People ask questions for her to answer, and they choose as many questions as they can, and all of them seemed so meaningful. That's the cool thing, when you all think the same way, everything you need to hear comes up because you are all in the same place emotionally, vibrationally. Teal discussed not abandoning ourselves, and putting ourselves first, loving ourselves and listening to our heart. So many of us put others first, and pushed our own self aside. I know now to not do that any longer. I finally get it. She also spoke about our core imprint, many of us felt it was abandonment. She spoke of why we would feel that way, and how we want to feel now, and how that serves as our life purpose. She spoke about many things we have all been talking about the past few weeks, but was able to dive down deeper into them, and be more thorough for us to learn from. She is such a teacher, an amazing teacher to be here now on earth as we are all growing and changing so rapidly. We are transforming fast, all of us, I see it, I feel it, it's so exciting. I have connected with the best people ever from her, through her, and my life will never be the same. I want to help be the change, I want to reach the kids like Teal is reaching the adults. That is why I have started to write some children's books, it may be time to take it seriously now, and finish them, get them illustrated and published. I wanted to try to illustrate them myself, but may be difficult for me, never doing this type of art before. But I totally love art, I always have, it has served me well. It has guided my self esteem, and helped to express myself, and kept my hands busy. I really enjoy drawing, and want to take some art classes now. Also wanting to take a pottery class, preferably the wheel, so much fun art is!
I am so thrilled I got to hang out with Teal and Sarbdeep today, watching them is just like being next to them, I can't explain it. Teal even said she does connect with people out of body, and yes it is real, we are communicating with her! How real and awesome is that! So, now my new thing is to work on getting out of body at night before bed.
Namaste
After being a single mother of three for ten years, they are now growing, spreading their wings to fly. And I am now left in an entire new life, one of uncertainty. I will learn to embrace it, and find my way now, my other calling and purpose in life, and on the road to self love, a new road for me!

____

In the post about Teal's session, what did many of the group feel their core imprint was?

#### [Given material]
____

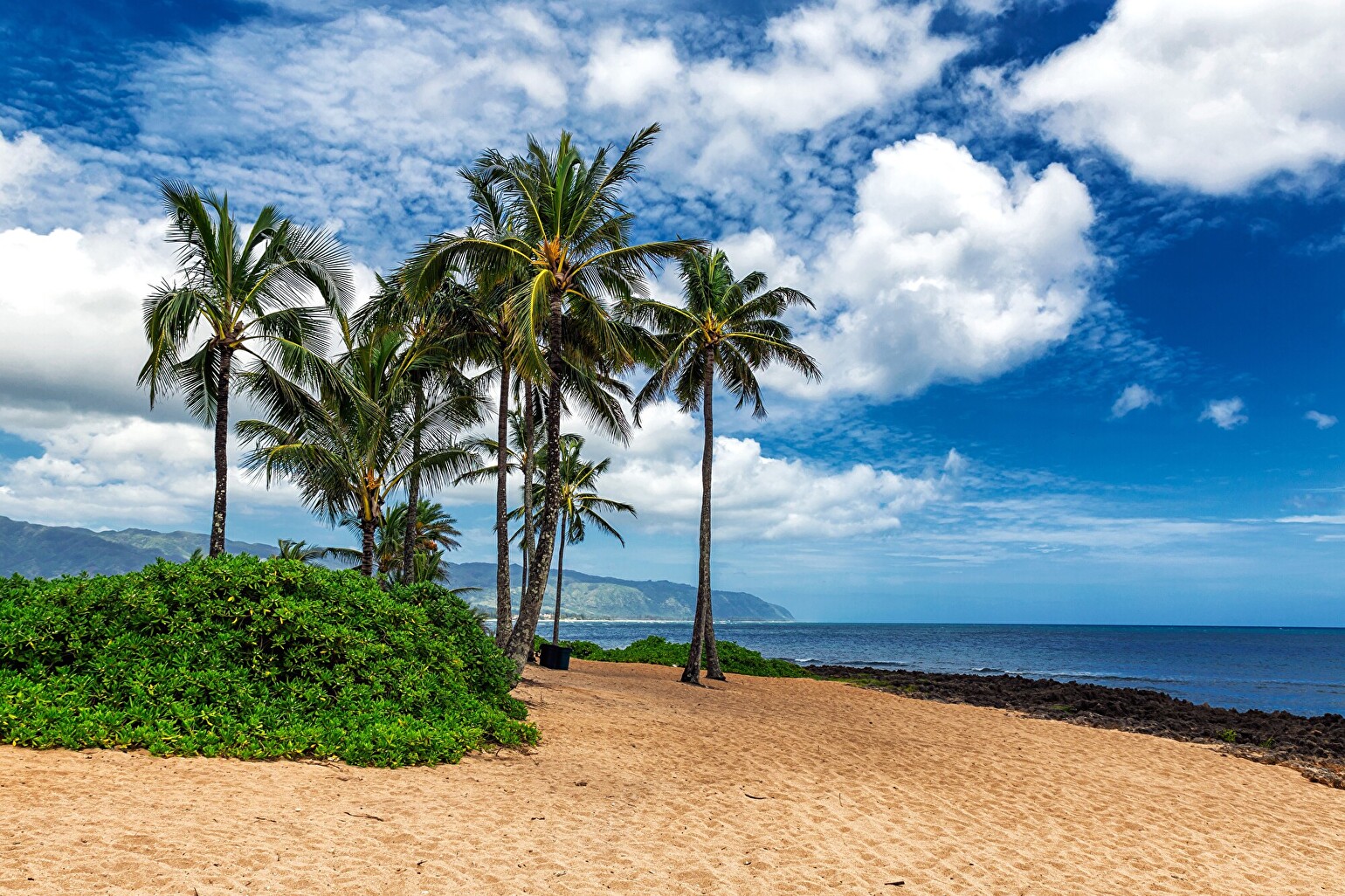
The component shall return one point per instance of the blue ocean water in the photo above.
(1297, 669)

____

#### [Answer to this problem]
Abandonment.